Excerpt provided:
+-------+

These pieces are referred to as "MLDL" because where most Hornby gauge 0 railway items proudly bore a "Hornby Series" sticker, these earlier pieces had a simpler round sticker with "Meccano Limited, Liverpool" abbreviated to just four letters: "M LD L".

Construction

The construction of these very early pieces is usually different, with deeper wagon bases. The very early "Type 1" trunions holding the wheels don't amount to more than simple black angled blank plates with rounded ends (as opposed to the ornate, elaborately-pierced "Type 2" wheel supports that can be seen in the illustrations in the 1925 Hornby Book of Trains).

Construction typically uses standard Meccano nuts and bolts, due to the early concept of treating the Hornby Trains and rolling-stock as extensions of Meccano, compatible with the Meccano system. This idea turned out not to be the great selling-point that it was originally hoped to be, and the rethinking of the range that coincided with the switch to "Hornby Series" stickers also coincided (at least approximately) with the switch to using simpler, cheaper and more conventional factory-style construction methods, such as punched slots and folded metal tabs.

+-------+

Written problem 1:
According to the text on early Hornby pieces, what did the four letters on the round sticker abbreviate?
Written problem 2:
Report every line of the rows below that contains the string "fried", with case counting.

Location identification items
+-------+

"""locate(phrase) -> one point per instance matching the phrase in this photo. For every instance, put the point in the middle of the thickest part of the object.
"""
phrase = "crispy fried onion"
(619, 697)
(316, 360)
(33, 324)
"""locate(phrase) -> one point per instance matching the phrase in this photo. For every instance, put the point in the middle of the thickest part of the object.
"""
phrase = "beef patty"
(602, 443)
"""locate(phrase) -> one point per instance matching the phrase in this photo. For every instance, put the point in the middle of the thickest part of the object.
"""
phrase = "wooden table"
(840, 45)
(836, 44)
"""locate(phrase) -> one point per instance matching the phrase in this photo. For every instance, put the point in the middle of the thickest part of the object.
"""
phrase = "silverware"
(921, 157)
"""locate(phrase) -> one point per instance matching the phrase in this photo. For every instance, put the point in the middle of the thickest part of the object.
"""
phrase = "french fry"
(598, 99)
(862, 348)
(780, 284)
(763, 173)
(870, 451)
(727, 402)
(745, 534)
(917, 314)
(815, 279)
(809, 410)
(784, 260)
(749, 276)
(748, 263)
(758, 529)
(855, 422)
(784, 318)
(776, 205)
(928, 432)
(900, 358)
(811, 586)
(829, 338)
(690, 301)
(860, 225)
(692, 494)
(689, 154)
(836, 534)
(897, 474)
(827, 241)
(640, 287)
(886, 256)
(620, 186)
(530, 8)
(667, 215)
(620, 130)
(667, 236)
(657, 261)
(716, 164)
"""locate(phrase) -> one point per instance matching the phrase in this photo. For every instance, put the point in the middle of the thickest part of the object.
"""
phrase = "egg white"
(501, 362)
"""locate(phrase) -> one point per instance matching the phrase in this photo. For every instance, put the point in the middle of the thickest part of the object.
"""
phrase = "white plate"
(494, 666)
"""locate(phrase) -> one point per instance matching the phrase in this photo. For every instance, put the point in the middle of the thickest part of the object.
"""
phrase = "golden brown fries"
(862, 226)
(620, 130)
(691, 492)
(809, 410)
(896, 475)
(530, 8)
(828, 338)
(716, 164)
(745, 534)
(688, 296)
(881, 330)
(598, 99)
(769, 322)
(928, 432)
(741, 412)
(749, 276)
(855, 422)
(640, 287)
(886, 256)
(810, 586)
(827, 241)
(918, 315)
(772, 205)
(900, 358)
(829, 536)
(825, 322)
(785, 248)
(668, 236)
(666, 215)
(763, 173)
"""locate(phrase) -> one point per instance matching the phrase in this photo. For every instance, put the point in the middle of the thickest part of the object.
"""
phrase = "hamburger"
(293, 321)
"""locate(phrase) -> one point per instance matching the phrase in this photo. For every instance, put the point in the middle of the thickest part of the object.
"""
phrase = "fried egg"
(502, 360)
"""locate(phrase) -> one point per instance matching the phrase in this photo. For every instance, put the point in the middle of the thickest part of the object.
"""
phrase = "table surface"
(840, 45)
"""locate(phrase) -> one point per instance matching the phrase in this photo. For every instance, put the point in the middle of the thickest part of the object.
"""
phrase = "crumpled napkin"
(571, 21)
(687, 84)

+-------+

Complete answer 1:
Meccano Limited, Liverpool

Complete answer 2:
phrase = "crispy fried onion"
phrase = "fried egg"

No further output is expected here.